■ EXERCISE BRIEF:
Say how many lines of these entries include the word "below", and answer with the number alone.

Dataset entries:
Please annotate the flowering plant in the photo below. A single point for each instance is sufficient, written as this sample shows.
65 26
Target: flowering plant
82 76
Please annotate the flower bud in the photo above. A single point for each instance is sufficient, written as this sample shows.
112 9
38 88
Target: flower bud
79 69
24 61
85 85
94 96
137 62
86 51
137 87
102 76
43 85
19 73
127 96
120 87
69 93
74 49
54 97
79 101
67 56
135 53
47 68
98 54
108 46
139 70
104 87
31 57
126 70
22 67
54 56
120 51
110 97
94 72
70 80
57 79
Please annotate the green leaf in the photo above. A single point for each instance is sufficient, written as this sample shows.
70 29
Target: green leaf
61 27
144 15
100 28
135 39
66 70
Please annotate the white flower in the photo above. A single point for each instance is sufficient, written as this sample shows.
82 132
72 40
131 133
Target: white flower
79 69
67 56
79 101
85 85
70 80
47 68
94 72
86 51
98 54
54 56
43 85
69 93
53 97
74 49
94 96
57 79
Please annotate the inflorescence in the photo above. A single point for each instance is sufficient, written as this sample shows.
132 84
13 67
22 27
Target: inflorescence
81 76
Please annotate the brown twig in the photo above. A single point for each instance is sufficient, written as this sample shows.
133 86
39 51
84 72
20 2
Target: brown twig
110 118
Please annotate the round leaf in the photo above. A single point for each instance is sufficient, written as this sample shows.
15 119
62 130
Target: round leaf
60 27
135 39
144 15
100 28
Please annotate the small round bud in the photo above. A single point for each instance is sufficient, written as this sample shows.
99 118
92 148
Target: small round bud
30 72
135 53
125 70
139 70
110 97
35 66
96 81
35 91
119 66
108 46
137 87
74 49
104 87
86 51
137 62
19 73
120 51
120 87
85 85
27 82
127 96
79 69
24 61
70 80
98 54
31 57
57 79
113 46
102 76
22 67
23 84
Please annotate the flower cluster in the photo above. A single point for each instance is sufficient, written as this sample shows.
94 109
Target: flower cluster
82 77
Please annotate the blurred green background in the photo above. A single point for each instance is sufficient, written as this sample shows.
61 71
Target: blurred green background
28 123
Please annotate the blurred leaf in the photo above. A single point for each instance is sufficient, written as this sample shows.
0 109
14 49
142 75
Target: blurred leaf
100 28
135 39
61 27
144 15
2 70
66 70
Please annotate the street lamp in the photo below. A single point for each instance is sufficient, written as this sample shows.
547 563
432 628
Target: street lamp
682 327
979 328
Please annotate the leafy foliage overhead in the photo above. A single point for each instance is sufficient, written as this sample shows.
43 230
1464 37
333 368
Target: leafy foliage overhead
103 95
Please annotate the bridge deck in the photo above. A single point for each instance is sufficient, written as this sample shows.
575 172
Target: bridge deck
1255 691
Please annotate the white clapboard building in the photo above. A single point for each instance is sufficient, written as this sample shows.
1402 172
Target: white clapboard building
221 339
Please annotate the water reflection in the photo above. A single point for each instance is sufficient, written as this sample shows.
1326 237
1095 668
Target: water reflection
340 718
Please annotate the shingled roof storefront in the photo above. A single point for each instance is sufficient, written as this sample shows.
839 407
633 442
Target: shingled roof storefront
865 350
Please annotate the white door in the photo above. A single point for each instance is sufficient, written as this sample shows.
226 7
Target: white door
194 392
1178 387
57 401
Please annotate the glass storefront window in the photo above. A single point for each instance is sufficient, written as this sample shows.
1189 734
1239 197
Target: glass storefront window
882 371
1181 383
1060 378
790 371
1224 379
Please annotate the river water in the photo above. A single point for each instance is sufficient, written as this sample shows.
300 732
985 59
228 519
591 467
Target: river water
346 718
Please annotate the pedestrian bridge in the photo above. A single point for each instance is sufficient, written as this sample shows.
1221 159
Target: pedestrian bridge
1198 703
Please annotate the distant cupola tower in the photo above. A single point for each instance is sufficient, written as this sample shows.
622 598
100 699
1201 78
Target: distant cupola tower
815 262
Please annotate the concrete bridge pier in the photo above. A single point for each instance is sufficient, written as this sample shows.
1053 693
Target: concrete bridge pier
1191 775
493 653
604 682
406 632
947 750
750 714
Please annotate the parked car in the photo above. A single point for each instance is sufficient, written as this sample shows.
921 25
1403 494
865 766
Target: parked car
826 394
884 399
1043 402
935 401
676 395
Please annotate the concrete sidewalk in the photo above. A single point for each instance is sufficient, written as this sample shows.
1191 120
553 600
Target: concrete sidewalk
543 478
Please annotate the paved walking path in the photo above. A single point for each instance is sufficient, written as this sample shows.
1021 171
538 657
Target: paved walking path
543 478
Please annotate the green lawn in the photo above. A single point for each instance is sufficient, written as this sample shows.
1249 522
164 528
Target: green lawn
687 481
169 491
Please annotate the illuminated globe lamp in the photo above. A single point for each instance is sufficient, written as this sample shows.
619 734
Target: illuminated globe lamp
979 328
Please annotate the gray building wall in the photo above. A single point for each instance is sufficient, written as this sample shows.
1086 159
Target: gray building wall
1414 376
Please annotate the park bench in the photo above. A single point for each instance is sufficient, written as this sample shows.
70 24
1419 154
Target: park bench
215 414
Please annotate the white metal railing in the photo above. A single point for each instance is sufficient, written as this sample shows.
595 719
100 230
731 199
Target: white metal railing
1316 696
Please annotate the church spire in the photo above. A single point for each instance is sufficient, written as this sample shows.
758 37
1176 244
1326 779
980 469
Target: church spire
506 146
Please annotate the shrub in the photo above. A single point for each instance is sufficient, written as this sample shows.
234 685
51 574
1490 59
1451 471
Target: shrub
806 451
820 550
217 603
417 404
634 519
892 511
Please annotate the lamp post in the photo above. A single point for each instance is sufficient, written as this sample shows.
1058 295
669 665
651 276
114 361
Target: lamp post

■ RESULT:
2